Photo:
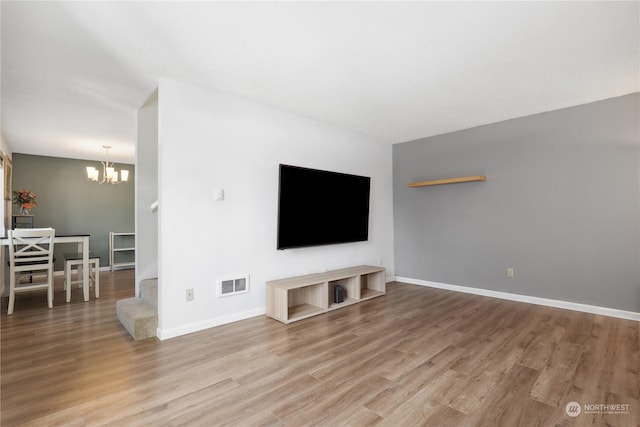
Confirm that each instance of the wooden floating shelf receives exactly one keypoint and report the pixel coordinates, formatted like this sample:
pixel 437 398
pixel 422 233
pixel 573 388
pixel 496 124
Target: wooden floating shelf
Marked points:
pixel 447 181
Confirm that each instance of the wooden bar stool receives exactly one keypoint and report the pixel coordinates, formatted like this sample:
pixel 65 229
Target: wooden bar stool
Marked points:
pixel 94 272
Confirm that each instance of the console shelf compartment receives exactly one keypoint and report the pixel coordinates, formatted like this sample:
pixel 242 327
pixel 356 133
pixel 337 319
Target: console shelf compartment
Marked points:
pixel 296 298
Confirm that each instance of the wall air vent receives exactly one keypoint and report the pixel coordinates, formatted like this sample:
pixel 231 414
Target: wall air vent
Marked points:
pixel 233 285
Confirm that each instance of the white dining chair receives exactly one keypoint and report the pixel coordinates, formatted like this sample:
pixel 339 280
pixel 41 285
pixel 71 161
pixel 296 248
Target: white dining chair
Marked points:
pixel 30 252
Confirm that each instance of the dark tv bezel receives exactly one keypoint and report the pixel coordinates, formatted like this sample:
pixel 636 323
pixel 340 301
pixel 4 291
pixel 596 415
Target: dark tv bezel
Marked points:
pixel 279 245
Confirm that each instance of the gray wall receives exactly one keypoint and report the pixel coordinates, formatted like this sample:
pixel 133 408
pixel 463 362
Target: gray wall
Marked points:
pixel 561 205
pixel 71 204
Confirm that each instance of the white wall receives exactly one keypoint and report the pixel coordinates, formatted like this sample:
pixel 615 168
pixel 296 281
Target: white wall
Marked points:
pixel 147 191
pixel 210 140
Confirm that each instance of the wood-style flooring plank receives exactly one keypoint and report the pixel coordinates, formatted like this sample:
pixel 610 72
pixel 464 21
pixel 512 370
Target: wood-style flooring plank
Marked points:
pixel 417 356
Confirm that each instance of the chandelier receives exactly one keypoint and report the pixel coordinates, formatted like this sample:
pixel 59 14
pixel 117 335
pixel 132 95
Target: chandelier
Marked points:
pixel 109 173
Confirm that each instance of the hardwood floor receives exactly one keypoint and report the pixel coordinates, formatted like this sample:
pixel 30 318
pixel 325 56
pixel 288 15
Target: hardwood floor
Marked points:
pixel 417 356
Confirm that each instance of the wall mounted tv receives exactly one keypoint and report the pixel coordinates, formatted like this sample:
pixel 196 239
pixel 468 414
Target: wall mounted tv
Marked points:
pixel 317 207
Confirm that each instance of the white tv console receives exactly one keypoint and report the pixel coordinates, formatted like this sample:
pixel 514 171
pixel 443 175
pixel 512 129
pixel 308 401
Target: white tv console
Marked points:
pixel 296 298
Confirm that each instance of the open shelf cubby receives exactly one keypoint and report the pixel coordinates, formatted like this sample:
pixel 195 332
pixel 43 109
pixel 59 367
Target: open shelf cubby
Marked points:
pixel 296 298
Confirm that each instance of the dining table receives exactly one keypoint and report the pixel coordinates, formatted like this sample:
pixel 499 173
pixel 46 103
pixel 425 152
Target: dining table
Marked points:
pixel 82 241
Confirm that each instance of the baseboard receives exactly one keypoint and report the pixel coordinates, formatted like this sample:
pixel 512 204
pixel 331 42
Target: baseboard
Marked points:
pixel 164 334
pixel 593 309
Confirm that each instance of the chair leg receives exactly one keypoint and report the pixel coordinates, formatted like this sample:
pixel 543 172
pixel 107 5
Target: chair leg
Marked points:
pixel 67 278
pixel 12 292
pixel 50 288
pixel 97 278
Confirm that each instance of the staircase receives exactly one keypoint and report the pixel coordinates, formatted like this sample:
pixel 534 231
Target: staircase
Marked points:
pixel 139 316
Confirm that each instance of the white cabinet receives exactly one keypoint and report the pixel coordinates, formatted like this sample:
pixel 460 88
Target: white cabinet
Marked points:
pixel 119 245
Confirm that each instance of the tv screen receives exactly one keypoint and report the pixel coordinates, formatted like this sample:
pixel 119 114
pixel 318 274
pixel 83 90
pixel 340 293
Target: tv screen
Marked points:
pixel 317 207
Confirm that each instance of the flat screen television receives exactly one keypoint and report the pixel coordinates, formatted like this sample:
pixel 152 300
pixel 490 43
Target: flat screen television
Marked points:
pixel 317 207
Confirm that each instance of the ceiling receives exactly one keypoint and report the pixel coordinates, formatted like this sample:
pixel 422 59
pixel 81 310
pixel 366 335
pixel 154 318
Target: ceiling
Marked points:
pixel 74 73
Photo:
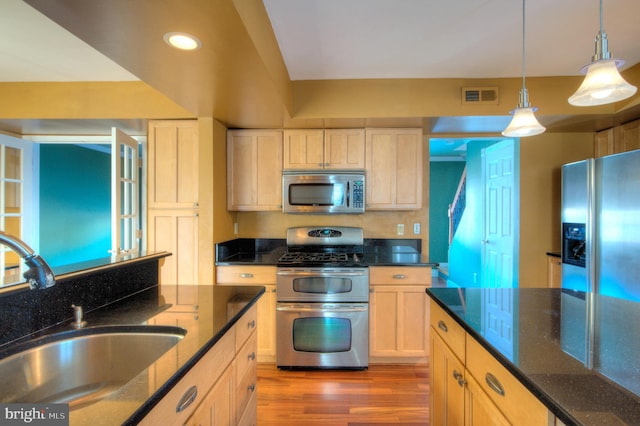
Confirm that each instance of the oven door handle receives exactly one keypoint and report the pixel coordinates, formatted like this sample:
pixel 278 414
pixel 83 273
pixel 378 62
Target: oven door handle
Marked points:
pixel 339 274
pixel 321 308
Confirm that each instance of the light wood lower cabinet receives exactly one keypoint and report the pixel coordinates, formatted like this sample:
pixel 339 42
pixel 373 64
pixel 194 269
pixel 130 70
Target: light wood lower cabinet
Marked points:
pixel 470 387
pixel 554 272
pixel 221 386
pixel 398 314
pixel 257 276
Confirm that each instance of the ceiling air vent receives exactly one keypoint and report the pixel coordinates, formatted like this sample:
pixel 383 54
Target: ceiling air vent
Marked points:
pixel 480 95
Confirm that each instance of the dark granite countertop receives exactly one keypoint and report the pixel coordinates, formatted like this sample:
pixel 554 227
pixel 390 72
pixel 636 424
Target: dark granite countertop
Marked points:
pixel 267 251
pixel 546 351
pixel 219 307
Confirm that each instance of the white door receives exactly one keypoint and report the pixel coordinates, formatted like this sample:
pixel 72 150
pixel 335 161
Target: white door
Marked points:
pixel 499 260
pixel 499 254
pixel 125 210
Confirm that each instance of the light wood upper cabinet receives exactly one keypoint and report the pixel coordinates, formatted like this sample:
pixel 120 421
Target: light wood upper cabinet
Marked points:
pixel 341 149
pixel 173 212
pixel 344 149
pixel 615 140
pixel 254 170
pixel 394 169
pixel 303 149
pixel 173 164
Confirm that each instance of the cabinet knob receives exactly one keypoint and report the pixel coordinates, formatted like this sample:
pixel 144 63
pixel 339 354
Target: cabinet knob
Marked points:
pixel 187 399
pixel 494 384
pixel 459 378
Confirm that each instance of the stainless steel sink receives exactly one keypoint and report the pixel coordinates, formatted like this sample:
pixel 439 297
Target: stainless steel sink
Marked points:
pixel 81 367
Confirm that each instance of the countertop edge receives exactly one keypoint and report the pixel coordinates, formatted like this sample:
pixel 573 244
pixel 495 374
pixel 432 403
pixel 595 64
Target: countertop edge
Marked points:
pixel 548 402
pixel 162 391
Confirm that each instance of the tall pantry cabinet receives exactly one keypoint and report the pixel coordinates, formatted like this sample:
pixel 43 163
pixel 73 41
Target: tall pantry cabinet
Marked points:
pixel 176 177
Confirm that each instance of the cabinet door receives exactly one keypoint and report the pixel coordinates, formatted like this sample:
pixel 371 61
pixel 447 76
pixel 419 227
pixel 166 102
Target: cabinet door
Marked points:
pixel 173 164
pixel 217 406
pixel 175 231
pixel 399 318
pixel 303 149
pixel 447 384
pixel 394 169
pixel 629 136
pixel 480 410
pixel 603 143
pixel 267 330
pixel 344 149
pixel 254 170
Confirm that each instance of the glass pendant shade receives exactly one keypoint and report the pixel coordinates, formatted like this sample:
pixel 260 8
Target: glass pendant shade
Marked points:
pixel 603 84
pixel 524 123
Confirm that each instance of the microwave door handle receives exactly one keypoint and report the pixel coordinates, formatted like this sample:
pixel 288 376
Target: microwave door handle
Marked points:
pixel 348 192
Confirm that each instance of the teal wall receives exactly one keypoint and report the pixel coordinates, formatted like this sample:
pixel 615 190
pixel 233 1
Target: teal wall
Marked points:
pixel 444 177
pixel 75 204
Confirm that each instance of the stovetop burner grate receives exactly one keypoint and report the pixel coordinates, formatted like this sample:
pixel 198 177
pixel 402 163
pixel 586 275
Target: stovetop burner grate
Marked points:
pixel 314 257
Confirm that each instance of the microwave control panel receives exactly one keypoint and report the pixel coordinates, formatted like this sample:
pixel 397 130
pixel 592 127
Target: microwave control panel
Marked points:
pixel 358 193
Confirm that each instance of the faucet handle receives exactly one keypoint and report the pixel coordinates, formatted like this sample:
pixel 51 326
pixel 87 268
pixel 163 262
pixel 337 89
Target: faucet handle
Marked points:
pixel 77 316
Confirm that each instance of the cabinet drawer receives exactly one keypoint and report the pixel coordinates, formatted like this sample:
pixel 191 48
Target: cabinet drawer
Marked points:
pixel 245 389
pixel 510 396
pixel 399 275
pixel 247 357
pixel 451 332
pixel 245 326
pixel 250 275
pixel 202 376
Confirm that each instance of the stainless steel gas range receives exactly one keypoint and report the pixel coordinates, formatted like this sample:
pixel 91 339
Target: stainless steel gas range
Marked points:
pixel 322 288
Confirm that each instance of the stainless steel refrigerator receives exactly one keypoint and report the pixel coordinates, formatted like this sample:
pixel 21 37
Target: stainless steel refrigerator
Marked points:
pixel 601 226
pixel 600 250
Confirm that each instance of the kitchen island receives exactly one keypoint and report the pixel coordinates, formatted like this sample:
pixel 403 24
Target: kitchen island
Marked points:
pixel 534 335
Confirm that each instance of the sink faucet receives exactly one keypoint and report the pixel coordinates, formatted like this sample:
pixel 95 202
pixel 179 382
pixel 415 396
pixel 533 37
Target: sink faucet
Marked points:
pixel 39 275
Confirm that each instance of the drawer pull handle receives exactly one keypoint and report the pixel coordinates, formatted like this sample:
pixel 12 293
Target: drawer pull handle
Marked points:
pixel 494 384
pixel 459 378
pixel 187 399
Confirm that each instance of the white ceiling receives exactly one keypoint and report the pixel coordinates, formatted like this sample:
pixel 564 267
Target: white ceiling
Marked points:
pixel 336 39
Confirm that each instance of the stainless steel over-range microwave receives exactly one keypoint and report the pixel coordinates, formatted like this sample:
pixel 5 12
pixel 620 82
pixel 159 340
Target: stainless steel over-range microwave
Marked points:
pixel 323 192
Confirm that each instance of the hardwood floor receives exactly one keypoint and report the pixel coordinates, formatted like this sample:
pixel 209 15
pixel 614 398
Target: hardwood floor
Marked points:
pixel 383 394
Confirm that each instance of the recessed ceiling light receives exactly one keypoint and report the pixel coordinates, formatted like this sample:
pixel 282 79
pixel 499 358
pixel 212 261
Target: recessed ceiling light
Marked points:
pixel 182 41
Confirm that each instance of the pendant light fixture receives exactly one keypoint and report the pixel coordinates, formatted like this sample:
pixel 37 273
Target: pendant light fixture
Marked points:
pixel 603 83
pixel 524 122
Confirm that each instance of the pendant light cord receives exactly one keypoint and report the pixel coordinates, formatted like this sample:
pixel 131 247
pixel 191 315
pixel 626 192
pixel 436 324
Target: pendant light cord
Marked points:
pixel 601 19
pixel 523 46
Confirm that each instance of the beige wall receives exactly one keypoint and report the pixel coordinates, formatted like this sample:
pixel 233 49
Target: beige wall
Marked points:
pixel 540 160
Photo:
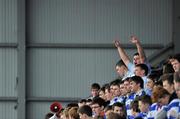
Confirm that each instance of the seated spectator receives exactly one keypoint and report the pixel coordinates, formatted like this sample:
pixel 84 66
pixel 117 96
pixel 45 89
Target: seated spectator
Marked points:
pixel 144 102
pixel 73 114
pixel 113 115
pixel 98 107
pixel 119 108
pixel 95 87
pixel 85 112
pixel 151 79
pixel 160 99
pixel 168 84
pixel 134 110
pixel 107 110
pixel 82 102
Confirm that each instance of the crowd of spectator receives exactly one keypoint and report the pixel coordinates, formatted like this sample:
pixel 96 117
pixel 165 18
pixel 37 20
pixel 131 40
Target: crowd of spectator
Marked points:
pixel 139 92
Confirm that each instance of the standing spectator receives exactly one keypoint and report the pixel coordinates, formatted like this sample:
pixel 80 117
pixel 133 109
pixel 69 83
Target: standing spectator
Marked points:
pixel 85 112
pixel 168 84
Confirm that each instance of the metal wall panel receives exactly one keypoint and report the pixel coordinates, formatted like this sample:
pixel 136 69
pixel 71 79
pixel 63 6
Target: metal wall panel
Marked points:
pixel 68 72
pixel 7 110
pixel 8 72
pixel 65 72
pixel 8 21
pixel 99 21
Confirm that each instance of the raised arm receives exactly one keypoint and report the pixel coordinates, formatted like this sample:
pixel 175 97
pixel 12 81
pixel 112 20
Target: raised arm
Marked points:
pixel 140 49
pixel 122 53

- - - - -

GOAL OF THE EXERCISE: When you reach the line holding "Confirm that each instance of the wall air" in the records above, begin reproducing exactly, stop after the line holding "pixel 296 248", and output nothing else.

WRITTEN RESPONSE:
Confirm that each instance of the wall air vent receives exactly one keypoint and report the pixel coordinates, formatted like this sample:
pixel 231 414
Target: wall air vent
Marked points:
pixel 233 285
Confirm that each instance of the white dining chair receives exactly one keypoint and report the pixel coordinates, formatted like this sample:
pixel 339 280
pixel 41 285
pixel 71 161
pixel 296 248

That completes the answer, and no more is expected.